AVAILABLE DATA ▸
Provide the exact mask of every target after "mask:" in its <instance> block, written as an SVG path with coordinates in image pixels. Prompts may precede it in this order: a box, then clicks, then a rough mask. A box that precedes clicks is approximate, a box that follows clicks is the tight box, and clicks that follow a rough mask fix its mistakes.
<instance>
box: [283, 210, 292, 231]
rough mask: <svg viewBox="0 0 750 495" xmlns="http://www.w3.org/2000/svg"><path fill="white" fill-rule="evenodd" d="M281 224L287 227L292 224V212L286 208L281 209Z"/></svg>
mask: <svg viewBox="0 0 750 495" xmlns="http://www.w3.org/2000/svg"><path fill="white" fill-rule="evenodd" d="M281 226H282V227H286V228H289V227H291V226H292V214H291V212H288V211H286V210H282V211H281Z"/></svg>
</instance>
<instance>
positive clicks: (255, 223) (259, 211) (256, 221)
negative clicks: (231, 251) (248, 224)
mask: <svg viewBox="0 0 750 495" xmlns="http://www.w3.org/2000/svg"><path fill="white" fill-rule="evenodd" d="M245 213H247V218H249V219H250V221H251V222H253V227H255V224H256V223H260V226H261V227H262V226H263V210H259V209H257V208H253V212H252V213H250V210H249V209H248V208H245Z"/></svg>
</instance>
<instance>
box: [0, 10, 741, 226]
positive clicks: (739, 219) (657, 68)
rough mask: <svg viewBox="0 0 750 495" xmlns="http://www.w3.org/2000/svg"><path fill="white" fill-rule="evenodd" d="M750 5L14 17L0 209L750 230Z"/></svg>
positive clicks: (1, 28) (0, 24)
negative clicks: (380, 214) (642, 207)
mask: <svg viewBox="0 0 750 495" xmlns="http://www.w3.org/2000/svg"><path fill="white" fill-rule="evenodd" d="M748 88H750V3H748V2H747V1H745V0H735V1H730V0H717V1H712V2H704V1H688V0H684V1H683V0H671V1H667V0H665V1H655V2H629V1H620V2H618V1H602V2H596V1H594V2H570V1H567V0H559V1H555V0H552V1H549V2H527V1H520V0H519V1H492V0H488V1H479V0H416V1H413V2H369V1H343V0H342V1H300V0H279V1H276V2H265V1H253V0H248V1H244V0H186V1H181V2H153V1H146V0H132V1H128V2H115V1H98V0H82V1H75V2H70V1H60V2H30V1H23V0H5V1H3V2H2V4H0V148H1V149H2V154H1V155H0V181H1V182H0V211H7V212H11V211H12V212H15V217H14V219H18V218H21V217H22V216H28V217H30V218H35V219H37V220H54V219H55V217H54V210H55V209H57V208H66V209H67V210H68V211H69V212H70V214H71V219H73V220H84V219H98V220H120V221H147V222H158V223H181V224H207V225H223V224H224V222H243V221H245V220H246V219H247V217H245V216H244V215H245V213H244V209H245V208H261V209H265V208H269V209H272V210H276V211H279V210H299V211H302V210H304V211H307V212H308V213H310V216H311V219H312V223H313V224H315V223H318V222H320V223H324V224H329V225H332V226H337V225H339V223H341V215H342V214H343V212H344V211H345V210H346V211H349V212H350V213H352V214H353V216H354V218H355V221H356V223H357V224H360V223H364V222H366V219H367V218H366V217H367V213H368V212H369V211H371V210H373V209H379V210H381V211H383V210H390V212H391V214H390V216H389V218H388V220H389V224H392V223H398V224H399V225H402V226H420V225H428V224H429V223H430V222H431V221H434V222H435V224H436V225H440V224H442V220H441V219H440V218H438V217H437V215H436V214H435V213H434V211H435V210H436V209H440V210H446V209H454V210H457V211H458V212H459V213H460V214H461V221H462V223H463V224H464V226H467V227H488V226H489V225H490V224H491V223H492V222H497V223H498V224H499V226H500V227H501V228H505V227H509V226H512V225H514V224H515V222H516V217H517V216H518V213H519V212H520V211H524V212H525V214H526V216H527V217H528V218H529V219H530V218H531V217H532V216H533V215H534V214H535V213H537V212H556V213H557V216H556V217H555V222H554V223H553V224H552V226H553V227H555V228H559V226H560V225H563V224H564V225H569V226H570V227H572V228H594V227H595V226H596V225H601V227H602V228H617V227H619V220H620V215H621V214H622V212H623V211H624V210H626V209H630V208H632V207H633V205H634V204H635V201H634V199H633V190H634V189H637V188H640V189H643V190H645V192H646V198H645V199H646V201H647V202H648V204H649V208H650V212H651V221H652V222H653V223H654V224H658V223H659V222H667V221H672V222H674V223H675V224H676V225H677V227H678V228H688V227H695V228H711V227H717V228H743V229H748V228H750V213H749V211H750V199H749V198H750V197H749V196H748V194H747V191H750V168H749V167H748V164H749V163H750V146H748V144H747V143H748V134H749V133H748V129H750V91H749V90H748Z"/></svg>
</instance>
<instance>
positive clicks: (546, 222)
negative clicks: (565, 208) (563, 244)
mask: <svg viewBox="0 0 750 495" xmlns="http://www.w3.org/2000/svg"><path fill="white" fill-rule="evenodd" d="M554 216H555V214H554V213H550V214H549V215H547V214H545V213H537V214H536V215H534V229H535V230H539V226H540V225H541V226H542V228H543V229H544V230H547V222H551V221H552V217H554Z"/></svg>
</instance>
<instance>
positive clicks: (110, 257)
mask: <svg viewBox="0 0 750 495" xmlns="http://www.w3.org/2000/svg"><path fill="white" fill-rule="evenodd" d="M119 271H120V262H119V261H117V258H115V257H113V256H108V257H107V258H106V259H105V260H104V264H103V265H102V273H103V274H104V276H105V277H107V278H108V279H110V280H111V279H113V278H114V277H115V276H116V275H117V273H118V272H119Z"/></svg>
---
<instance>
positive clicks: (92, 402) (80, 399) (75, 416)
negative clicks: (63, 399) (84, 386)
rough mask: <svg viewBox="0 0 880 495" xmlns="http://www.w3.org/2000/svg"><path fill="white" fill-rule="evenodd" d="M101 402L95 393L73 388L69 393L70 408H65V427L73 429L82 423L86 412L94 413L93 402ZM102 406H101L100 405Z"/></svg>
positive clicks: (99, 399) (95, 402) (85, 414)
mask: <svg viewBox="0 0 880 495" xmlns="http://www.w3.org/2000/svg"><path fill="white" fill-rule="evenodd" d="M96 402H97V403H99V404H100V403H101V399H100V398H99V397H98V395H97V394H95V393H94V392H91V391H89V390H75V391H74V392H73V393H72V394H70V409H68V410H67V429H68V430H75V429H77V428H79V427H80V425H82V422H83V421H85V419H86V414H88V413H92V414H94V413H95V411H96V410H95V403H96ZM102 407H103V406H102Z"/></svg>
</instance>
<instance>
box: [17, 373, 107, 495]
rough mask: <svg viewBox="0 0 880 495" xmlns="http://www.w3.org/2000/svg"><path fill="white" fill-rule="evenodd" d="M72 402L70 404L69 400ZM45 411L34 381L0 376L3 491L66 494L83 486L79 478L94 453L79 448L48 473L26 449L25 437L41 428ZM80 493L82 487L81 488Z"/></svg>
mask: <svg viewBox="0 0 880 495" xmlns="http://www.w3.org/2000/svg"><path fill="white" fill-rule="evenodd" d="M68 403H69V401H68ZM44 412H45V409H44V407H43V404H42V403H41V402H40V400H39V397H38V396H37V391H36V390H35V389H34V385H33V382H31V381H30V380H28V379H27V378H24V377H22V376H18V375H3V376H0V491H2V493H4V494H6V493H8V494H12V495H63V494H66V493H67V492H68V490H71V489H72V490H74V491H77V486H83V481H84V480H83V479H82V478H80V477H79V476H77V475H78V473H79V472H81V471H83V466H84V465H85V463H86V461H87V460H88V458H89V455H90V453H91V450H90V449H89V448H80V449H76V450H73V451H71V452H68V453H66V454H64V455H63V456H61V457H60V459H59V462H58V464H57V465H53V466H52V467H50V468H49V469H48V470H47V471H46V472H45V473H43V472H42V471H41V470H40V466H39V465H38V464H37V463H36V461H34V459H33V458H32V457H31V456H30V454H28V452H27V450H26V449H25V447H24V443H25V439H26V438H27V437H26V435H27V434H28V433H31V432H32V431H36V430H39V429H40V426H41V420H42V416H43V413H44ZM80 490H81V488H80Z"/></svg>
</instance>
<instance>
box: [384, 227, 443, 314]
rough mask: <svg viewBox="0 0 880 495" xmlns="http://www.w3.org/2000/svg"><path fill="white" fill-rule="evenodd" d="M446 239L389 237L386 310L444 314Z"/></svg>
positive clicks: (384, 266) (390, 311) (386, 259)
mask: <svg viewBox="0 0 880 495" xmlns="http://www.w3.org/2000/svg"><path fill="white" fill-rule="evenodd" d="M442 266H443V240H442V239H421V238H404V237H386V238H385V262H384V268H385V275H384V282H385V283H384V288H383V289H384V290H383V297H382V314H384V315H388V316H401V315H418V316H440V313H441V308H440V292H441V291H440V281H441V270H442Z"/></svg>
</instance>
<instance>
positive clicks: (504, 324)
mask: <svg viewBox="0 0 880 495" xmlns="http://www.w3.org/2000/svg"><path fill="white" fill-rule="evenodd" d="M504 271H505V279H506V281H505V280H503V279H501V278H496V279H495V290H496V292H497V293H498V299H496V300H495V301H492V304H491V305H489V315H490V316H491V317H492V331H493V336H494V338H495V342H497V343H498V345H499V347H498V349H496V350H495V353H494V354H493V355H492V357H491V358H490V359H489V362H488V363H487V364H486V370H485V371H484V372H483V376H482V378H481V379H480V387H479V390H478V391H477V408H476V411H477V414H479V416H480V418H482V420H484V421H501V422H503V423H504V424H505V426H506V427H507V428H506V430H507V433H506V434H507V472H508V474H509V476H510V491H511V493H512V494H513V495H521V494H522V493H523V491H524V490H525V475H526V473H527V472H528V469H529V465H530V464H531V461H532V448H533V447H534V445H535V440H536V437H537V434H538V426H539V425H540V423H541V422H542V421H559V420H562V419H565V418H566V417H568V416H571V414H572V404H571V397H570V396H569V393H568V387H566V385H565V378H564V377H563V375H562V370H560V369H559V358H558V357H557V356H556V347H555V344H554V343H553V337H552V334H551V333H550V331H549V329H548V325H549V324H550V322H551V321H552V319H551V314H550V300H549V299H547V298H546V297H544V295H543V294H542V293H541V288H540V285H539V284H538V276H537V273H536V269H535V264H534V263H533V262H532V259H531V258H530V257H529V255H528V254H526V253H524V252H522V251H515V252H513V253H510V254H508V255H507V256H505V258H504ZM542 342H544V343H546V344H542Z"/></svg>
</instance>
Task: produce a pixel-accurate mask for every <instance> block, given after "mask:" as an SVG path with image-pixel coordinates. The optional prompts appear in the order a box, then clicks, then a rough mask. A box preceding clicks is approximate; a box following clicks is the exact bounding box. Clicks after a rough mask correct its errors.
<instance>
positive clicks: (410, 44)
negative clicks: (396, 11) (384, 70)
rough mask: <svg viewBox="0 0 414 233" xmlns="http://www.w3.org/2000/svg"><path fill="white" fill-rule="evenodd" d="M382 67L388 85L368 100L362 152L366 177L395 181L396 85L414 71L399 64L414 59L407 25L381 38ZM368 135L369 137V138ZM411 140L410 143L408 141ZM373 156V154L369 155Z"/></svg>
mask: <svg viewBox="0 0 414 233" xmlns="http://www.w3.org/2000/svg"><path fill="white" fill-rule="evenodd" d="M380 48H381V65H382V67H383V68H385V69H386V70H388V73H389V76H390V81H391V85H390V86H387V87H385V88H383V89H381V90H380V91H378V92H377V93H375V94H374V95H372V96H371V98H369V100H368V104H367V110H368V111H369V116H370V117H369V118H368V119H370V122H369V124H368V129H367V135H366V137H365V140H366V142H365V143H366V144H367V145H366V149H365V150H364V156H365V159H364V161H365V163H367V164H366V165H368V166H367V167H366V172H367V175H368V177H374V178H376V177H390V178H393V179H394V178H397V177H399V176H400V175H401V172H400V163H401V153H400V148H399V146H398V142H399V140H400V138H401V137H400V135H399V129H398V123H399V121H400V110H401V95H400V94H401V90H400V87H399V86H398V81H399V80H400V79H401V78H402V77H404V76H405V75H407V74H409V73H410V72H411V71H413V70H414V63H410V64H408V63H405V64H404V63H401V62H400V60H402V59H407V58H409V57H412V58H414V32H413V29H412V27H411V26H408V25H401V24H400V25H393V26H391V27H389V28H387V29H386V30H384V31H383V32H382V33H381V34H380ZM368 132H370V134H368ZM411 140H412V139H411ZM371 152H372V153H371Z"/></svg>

INSTRUCTION ▸ Collect every line from the items above that contains the string "positive", treating uppercase and lowercase letters as different.

ANSWER FOR THE TASK ▸
positive clicks: (255, 223) (259, 211) (256, 221)
positive clicks: (739, 219) (657, 68)
positive clicks: (1, 28) (0, 24)
positive clicks: (546, 222)
positive clicks: (110, 257)
positive clicks: (92, 402) (80, 399) (75, 416)
positive clicks: (99, 399) (95, 402) (85, 414)
positive clicks: (384, 266) (390, 311) (386, 259)
positive clicks: (504, 324)
positive clicks: (410, 44)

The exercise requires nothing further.